*TASK INSTRUCTIONS*:
a. Read the Medicare passage and decide whether each statement below agrees with it. For each one, answer yes or no and quote the exact words of the text that settle it.
(i) The rules took shape over a span of more than 50 years.
(ii) Members were told about the number change only by email.
(iii) Medicare cards currently show a citizen's social security number.
b. Retype the section of the Medicare passage that begins with the words "It results in" and ends after "over a year.".
START PASSAGE PROVIDED
Why is this so complicated?

The complexity has everything to do with the nature of politicians, committees, regulators, lobbyists and insurance companies. Put them all together, let them fight and dance for over 50 years, and try to live with the result.

Have you ever heard the old chestnut that “a camel is just a horse, created by committee”?

Take that core idea, times fifty years, divided by political ideology, raised to the power of lobbyists, then cubed by the force of political contributions. What you get is a ridiculously shredded framework of illogical rules, overlapping regulatory fiefdoms, and incomprehensible deadlines, penalties, and acronyms.

It results in so many examples of silliness. We will only pick on one, to get you smiling: 

Someone came up with a great core idea — Medicare cards should not have a citizen’s social security number on them, as they do now, because, you know, identity theft.

So they passed the idea around, through numerous committees and roundtables, for years. They finally came up with a plan, then took several years announcing it to enrollees, “Your Medicare number is about to Change!”

They did physical snail-mailings to every Medicare member, repeatedly, advising of the upcoming change. Plus monthly emails, for over a year.

As we write this, we see the announcement of format, with, again, the breathless warning that a change is imminent.
END PASSAGE PROVIDED
START MATERIAL SUPPLIED
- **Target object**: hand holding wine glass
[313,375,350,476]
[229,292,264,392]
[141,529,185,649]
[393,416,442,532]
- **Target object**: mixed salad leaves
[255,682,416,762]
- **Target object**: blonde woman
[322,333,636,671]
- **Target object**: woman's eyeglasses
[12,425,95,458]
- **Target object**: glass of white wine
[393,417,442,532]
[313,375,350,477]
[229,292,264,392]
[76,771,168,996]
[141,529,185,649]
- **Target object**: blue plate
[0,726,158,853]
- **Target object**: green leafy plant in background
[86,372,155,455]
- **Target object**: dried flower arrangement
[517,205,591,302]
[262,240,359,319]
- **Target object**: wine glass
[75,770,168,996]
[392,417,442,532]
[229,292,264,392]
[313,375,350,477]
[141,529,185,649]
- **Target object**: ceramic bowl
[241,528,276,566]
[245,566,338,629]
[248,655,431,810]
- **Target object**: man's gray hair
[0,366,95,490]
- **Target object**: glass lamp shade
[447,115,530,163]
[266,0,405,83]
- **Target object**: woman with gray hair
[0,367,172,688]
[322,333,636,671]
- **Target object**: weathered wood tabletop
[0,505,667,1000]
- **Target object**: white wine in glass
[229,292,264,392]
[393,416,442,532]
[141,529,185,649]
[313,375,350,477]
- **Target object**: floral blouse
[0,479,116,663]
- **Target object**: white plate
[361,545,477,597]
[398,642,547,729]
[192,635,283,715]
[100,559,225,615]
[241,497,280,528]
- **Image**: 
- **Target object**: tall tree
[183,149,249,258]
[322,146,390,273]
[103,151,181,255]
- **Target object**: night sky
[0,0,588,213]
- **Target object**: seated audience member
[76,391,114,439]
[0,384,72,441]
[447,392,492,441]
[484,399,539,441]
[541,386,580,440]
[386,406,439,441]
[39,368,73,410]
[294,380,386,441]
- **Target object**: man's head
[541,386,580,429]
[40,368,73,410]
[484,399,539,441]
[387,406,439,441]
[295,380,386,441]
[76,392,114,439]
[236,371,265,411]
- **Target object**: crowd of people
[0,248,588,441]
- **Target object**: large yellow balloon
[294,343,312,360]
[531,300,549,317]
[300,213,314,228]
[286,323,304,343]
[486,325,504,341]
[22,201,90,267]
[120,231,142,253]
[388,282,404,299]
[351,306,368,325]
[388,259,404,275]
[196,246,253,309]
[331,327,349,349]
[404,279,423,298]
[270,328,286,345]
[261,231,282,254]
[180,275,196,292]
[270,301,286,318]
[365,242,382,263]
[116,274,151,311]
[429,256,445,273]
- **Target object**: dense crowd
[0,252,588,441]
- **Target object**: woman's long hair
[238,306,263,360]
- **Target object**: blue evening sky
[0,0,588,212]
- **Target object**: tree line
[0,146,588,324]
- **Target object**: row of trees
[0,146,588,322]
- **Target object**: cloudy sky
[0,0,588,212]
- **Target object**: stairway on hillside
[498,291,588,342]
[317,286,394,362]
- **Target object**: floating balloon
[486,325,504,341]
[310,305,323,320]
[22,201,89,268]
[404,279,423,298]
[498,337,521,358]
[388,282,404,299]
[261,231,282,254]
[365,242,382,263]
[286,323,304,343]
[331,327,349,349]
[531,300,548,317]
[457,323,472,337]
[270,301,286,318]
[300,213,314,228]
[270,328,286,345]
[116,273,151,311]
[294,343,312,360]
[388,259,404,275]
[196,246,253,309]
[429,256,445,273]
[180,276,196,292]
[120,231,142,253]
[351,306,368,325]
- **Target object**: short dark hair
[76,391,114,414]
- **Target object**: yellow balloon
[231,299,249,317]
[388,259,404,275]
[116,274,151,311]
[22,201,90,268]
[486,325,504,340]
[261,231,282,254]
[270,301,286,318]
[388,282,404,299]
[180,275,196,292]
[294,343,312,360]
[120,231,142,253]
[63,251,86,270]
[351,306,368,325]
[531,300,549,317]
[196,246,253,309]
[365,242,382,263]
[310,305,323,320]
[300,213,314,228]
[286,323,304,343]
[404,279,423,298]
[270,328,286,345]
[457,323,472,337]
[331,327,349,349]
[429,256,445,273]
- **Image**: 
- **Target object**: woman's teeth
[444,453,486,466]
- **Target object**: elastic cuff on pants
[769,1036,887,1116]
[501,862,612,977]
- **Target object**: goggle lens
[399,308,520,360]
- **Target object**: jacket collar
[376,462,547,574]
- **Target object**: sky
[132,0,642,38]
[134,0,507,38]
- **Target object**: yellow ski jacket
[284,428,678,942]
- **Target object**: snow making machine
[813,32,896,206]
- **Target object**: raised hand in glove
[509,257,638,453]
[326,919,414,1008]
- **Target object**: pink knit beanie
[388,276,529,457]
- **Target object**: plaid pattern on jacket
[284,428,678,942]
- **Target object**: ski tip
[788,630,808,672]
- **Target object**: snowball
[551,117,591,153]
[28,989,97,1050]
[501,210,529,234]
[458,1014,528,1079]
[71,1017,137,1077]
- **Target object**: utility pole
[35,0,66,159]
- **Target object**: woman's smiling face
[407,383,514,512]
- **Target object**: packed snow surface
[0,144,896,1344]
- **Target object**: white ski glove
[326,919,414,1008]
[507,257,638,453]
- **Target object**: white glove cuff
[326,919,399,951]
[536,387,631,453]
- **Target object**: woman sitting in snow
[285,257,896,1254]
END MATERIAL SUPPLIED
*PROBLEM SOLUTIONS*:
a.
(i) Yes: "let them fight and dance for over 50 years"
(ii) No: "They did physical snail-mailings to every Medicare member, repeatedly, advising of the upcoming change."
(iii) Yes: "Medicare cards should not have a citizen’s social security number on them, as they do now"

b.
It results in so many examples of silliness. We will only pick on one, to get you smiling: 

Someone came up with a great core idea — Medicare cards should not have a citizen’s social security number on them, as they do now, because, you know, identity theft.

So they passed the idea around, through numerous committees and roundtables, for years. They finally came up with a plan, then took several years announcing it to enrollees, “Your Medicare number is about to Change!”

They did physical snail-mailings to every Medicare member, repeatedly, advising of the upcoming change. Plus monthly emails, for over a year.